START Source text

I work in a rural practice. Tucked away at the point where Highway 11 stops going north and heads west is my town: Cochrane, Ontario.
I haven’t always been here. Until September 2009, I was working as a hospitalist at the Peter Lougheed Centre in Calgary, Alberta.
My new practice is full of lovely, enthusiastic people. The physicians I work with are dedicated, smart and friendly. We have a clinic and a hospital with a surgery. We take turns as emergency call and doing surgical assists. Some of us deliver babies.
It’s busy and rewarding. But, the practice has run along without much change for the past 30 years, and now we’re transitioning to a family health team. One of the implications of this is that we have to adopt electronic medical records.
Coming from Calgary, where I worked with Sunrise Clinical Systems in the hospital and any of a dozen or so electronic medical record systems in various clinics, I had never experienced a truly paper-based practice. This place has killed millions of acres of trees. The only way we could be less computerized is if we chiselled our prescriptions into stone tablets.
Some examples?
Every morning our receptionist copies by hand my patient list from “The Big Book” where she keeps track of our daily duties. Really, she hand copies it!

END Source text
START Data shown

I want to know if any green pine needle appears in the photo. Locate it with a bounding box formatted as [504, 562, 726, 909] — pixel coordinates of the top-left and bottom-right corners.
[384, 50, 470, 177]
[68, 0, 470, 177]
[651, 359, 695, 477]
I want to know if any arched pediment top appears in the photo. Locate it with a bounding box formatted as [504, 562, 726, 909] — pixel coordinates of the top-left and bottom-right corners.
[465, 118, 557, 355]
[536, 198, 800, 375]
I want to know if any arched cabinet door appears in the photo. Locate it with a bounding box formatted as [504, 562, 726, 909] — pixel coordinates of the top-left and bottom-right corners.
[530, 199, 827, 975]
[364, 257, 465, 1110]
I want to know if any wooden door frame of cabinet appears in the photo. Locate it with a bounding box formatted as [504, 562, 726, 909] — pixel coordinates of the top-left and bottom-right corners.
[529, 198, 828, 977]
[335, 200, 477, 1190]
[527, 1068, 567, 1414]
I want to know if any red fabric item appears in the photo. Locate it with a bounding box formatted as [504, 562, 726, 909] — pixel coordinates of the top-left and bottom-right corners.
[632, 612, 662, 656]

END Data shown

▸ Work request 1
Answer these questions from the account of the rural practice:
(a) Until when did the writer work as a hospitalist in Calgary?
(b) What is the practice transitioning to?
(c) Who copies the writer's patient list by hand each morning, and from what?
▸ Work request 2
Carry on the account of the rural practice from its last sentence.

▸ Written answer 1
(a) Until September 2009.
(b) A family health team.
(c) The receptionist copies it from "The Big Book."

▸ Written answer 2
Patients come in with lists of medications and I spend most of the appointment time copying them onto paper prescription pads (sometimes two or three pages worth) to renew them.
When I get an abnormal lab result, I call for a chart, which is usually 300 or more pages. I leaf through it looking for a trend. I get a handwritten cheque every month for my emergency shifts from the hospital.
My right hand is now about 30% larger than my left from writing progress notes. My handwriting is a barely legible scrawl, and degrading daily.
Being a technophile, I feel lost and adrift in the sea of paper. I keep my iPhone close just for security, like a life jacket. I’m afraid I’m going to drown in the past.
So for me, electronic medical records are a light at the end of the tunnel. I’ve taken on the project as my own. I’m inviting vendors, planning demonstrations and coordinating schedules so we can all be there. I order food to entice my colleagues to come —they’re suckers for free ribs.
I know from my work in the past that technology will change how we do things. It will change the jobs people do. “The Big Book” will disappear. Everyone will need to learn to type, and my hands will once again be similar in size.
Some people will change and some will not be able to. My hope is that, in the end, the technology itself will be a team-building exercise that will help us truly function as a family health team.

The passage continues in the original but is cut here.